Selection start

I am so blessed - I am so excited! Everest 2010 here I come.

Sunday, December 6, 2009

Abandoning Everest - the result and future plans

Wow! Our little boy turns 2 today! How fast time flies. A short 2 years and 7 months ago, while attempting to scale Mount Everest, I found out my wife was pregnant with our first child. As a result, my head was no longer in "the game". Several days later I decided to put Everest aside and ensure I would be around for our child's birth. Climbing Everest is dangerous and I did not want to take any chances. The picture above is of Alexander, the result of why I decided to turn around and save Everest for another year, another try at the summit.
Fast forward to right now and the upcoming 2010 Mount Everest climbing season. The desire to scale the lofty heights of Everest still burns deep within me. After much prayer, talking with my wife, and the blessing from my employer, we have decided that 2010 is the perfect time to try and accomplish a goal set 13 years ago.
I have been training hard and as my 100 days 'til departure draws closer I am starting to train even harder. Training this go around is much different than in 2006/2007. This time I am not only focusing on physical training but I am focusing more on mental training as well. Being away from my family will be tough. My favorite Bible verse is Phillipians 4:13 which states that "I can do all things through Christ who strengthens me." I rest assured that complete reliance upon God will get me through the tough times - both physical and mental.

Selection end

## What you have to do
In the Everest post above, what did the writer find out while attempting to scale Mount Everest? Please answer in one sentence.

Data entries start

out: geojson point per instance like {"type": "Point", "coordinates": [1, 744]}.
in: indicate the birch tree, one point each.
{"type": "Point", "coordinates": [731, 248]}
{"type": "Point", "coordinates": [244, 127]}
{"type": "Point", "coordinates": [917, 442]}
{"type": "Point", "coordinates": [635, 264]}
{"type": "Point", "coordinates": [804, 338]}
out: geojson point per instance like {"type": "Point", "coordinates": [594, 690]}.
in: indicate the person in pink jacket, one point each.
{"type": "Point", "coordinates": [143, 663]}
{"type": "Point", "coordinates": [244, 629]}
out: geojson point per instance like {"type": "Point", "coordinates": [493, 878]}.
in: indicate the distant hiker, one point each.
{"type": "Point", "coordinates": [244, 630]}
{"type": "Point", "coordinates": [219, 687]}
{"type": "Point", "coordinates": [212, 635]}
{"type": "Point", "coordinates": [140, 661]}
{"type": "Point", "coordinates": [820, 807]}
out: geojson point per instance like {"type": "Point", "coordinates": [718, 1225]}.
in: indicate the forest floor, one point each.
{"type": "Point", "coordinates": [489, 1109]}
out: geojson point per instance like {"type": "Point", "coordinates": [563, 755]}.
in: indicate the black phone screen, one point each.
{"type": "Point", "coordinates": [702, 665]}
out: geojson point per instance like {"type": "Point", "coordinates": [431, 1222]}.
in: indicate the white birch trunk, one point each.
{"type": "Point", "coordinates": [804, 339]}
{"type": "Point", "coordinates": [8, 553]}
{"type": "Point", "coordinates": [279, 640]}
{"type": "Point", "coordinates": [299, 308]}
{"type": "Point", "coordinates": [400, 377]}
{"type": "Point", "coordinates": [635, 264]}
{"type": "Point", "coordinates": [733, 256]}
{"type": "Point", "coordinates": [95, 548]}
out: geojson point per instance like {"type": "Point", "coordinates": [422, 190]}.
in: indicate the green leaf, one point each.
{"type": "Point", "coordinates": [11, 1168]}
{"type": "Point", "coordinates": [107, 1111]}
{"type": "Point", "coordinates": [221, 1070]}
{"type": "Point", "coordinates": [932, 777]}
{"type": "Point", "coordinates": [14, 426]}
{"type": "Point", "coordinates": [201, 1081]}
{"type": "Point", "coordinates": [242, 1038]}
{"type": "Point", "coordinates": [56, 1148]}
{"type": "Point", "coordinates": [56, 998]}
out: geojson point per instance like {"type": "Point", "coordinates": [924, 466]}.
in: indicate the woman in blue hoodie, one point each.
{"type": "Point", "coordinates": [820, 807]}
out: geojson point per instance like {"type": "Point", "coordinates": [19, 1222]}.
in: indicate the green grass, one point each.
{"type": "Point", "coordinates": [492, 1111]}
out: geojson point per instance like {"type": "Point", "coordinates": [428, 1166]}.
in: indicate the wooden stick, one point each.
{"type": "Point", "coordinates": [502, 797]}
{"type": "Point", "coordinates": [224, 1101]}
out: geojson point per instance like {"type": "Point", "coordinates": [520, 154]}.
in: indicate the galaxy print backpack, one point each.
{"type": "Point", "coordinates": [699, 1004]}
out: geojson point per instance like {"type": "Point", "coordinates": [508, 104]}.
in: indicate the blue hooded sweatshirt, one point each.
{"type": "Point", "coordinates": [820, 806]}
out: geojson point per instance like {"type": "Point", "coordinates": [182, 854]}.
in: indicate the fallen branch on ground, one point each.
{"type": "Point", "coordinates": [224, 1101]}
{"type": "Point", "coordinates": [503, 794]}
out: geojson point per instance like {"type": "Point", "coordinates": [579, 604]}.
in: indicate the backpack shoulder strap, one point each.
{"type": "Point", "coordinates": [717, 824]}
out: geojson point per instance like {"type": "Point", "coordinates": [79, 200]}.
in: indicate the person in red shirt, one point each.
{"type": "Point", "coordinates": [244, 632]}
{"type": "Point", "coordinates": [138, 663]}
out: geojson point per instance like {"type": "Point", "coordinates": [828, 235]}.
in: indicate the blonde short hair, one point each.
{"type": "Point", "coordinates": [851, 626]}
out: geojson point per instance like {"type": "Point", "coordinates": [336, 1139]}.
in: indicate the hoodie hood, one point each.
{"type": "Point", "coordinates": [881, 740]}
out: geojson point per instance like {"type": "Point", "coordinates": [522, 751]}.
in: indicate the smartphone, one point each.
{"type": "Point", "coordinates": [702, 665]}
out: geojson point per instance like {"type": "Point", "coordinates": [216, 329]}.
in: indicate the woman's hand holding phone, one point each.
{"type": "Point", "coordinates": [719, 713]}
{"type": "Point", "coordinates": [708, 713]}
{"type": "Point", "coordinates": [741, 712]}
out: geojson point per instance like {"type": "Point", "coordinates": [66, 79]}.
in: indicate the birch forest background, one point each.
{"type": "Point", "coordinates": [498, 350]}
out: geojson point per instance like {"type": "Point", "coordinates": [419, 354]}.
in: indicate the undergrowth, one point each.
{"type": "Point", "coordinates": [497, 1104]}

Data entries end
Data entries start

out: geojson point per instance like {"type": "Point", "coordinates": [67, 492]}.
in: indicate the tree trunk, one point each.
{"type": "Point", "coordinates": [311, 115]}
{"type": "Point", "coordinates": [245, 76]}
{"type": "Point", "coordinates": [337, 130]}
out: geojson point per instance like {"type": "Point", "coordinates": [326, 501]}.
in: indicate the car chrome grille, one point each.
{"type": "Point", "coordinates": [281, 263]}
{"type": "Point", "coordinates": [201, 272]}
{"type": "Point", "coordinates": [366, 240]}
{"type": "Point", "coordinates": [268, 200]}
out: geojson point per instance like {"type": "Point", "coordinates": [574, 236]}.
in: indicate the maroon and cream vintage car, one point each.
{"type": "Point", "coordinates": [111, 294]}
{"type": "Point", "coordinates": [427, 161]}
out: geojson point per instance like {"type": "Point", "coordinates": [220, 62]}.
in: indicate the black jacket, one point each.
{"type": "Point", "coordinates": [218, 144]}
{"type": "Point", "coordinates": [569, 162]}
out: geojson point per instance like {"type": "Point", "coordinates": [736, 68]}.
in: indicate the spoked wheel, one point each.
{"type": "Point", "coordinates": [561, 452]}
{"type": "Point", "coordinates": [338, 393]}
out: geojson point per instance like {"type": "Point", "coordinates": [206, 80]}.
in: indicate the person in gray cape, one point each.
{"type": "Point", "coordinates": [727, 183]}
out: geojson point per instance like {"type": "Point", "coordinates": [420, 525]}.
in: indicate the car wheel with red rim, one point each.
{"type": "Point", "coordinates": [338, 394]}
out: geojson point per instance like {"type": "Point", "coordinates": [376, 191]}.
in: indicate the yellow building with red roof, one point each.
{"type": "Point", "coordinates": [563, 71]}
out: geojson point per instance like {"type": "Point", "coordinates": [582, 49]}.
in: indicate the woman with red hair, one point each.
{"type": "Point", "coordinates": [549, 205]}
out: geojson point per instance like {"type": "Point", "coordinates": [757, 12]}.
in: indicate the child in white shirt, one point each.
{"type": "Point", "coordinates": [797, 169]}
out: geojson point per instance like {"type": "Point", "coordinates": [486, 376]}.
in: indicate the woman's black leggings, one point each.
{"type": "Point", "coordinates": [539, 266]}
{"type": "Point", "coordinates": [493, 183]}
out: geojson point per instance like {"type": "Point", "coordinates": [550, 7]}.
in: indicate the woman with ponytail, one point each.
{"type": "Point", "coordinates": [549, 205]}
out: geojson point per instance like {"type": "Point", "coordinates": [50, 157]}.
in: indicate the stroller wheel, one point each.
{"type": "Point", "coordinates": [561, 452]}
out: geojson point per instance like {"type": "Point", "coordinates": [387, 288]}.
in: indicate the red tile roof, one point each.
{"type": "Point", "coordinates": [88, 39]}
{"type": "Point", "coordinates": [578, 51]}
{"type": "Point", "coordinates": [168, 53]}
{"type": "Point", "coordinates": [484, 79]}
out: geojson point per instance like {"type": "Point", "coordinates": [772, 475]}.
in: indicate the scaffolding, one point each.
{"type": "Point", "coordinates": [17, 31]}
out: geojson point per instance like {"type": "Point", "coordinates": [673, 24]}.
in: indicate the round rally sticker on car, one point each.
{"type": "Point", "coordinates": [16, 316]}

Data entries end

## Written reply
The writer found out that their wife was pregnant with their first child.